How much money you are spending and saving can have a big impact on your ability to reach your retirement goals and enjoy your desired lifestyle. Depending on where you are in life, you need to make sure you're not spending too much—or too little.

"I've had clients with million-dollar portfolios, who never spend their hard-earned money. So when they come in for their review, I have to encourage them to do so," says Jennifer Sellwood, CFP®, a vice president and financial consultant at Fidelity Investments. "On the flip side of that, I have clients with multi-million-dollar portfolios who are going to risk running out of money just based on how they spend. However much money you have in the bank, at the end of the day, it really comes down to how much your lifestyle costs."

Over the last few years, rising prices have hit many consumers right in the pocketbook. That means most of us are spending more on essential daily expenses. Over time, this could reduce the amount you are able to save, which in turn may reduce your ability to achieve the growth necessary to realize your long-term goals.

To manage the long-term impact of inflation, it may make sense to go back to the basics and take a close look at your budget. Just reviewing your spending for the past month or 2 could uncover some ways to keep more of your money in your pocket. You may have recurring memberships or subscriptions that you’ve forgotten about or there may be other leaks in your cash flow that could be fixed with relatively little pain.

Learn more: 4 keys to an effective, dynamic spending strategy.

Revisit your investing strategies

Are you clear on what your investing goals are? Before making any changes to your investments, take the time to reflect on what those investments are intended for. According to John Danahy, head of digital and advice offerings at Fidelity Investments, focusing on your goals when designing your investment portfolio has 2 main benefits.

"The first," says Danahy, "is that it helps organize us around multiple goals, many of which could be years or decades off. But it also gives the ability to tune out the financial press and the headlines a little bit. Progress to goal is the most important measure of the success of a financial plan. It’s not performance relative to either market returns or a benchmark that might not even be relevant for the customer’s goal. So I think what goal-based investing enables investors to do is step back from some of the noise and say, how do I answer the most important question? The most important question is, am I advancing in the right way to what’s important for me?"

Learn more: 3 steps to determine whether you're on track for success.

When was the last time that your portfolio had a regular checkup? If you're not sure about how recent market activities have changed your mix of stocks, bonds, and cash, it may be time to check in with your financial professional to see if you have a diversified mix of stocks, bonds, mutual funds, ETFs, cash, and other investments that are aligned with your overall investment and retirement goals.

Time to rebalance? Even if you have an investment plan in place, it's a good time to review it. Given how different asset classes perform over time, it's possible that your investment portfolio could be off your target allocation by 5% to 10% due to changes in the market over time. If your asset mix has shifted significantly from your target, consider rebalancing or making contributions to gradually get back to your target asset allocation.

Not comfortable doing that on your own? Consider meeting with a financial professional who can help you rebalance. Don't have a financial plan and target asset mix? Now's a good time to put one together.

Learn more: 6 steps to building a long-term investment strategy

Get smart about taxes

Looking for tax-free growth potential and tax-free withdrawals in retirement? Then consider a Roth IRA1 or a Roth IRA conversion. Not everyone can contribute to a Roth IRA because there is an income limit. But it's still possible to have a Roth IRA—by converting money in a traditional IRA or other retirement savings account.

The types of accounts you use to invest particular securities can make a difference when it comes to taxes, as well.

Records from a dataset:
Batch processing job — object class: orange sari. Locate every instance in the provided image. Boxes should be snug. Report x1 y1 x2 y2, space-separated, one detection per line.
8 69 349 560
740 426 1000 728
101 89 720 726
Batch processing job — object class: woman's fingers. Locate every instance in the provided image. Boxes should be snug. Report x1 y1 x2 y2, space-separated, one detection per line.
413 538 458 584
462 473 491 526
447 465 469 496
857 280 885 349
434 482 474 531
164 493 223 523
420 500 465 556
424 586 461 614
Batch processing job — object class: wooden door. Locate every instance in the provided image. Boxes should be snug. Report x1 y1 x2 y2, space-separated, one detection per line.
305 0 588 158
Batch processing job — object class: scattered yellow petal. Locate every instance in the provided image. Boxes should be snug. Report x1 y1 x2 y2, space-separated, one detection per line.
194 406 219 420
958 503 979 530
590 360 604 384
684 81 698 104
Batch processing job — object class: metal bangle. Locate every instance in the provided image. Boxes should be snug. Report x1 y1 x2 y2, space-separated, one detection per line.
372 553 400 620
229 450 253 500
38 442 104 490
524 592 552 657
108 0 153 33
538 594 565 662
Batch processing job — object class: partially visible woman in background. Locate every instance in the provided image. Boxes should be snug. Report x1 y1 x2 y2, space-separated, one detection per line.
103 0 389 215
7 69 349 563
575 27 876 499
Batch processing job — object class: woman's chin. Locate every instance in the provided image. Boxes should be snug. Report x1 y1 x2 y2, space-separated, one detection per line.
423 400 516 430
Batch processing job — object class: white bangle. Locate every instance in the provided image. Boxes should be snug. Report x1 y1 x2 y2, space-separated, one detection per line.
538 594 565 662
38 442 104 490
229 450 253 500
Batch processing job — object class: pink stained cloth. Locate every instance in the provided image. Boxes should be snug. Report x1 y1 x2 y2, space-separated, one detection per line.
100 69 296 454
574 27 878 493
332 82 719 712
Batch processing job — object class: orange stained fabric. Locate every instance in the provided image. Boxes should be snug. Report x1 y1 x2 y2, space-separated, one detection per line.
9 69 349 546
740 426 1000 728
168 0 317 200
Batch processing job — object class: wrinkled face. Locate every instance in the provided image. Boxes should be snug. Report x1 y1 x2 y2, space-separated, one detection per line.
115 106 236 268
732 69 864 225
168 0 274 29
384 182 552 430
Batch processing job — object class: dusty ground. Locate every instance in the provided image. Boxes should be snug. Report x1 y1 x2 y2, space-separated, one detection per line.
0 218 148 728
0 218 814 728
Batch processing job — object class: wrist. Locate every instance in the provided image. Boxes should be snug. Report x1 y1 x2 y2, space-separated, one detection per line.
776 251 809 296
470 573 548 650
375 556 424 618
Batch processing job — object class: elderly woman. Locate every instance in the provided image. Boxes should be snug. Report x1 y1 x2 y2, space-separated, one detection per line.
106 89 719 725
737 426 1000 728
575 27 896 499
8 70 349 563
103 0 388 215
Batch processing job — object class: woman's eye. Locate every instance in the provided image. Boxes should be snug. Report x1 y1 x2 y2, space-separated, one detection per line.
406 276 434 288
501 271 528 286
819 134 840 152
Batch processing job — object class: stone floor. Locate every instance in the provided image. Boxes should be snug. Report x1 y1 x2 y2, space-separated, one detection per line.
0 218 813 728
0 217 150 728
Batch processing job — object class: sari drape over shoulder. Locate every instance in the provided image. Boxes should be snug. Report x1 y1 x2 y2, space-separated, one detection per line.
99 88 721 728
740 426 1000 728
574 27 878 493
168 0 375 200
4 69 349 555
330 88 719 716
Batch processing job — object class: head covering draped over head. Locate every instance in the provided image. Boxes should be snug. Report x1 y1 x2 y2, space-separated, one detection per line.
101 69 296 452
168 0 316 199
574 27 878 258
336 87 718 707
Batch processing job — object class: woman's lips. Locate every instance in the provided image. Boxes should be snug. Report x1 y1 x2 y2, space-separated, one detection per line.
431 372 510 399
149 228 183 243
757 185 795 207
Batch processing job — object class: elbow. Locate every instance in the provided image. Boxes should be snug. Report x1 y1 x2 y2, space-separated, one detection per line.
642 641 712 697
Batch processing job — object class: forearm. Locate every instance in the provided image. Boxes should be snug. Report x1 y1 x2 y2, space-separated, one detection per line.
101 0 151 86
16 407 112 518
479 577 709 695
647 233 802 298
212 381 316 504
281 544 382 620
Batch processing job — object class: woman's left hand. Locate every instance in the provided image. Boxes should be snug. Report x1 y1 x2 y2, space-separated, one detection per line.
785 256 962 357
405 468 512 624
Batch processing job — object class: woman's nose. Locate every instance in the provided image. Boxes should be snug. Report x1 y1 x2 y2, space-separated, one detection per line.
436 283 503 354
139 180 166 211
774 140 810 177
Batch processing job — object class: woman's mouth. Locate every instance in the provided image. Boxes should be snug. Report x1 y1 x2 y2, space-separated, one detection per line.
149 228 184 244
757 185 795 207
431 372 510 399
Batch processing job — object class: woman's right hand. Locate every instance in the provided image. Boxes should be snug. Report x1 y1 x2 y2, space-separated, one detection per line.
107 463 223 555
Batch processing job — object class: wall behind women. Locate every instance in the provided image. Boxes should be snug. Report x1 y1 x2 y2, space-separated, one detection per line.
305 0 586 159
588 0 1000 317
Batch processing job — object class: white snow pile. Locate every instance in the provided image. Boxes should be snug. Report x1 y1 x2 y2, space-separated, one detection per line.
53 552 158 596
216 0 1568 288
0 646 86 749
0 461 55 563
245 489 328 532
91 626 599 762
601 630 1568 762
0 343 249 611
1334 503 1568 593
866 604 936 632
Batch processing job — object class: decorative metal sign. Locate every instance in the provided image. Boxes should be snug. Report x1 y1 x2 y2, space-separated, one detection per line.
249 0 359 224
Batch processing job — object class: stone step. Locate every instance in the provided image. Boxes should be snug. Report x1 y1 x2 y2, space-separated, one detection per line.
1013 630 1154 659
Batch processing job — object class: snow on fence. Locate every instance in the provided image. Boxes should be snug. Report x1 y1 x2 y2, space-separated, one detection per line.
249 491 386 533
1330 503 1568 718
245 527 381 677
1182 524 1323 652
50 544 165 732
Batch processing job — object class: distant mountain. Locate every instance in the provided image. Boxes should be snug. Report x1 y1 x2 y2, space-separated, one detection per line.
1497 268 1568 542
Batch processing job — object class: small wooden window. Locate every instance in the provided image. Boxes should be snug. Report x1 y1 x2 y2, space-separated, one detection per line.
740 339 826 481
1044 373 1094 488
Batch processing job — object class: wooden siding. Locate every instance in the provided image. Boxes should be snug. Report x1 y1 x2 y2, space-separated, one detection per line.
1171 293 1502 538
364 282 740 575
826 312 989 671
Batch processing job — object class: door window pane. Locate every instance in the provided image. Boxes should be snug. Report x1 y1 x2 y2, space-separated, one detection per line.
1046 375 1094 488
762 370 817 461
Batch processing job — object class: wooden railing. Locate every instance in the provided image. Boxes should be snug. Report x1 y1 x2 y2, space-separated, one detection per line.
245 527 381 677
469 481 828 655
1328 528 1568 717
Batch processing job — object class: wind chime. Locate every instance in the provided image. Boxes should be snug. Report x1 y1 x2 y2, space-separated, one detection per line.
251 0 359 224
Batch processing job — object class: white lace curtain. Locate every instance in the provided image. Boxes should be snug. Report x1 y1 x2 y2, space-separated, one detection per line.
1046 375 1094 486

> Your task
Reproduce the stretch of the personal finance article above from "Revisit your investing" through "2 main benefits.".

> Solved problem
Revisit your investing strategies

Are you clear on what your investing goals are? Before making any changes to your investments, take the time to reflect on what those investments are intended for. According to John Danahy, head of digital and advice offerings at Fidelity Investments, focusing on your goals when designing your investment portfolio has 2 main benefits.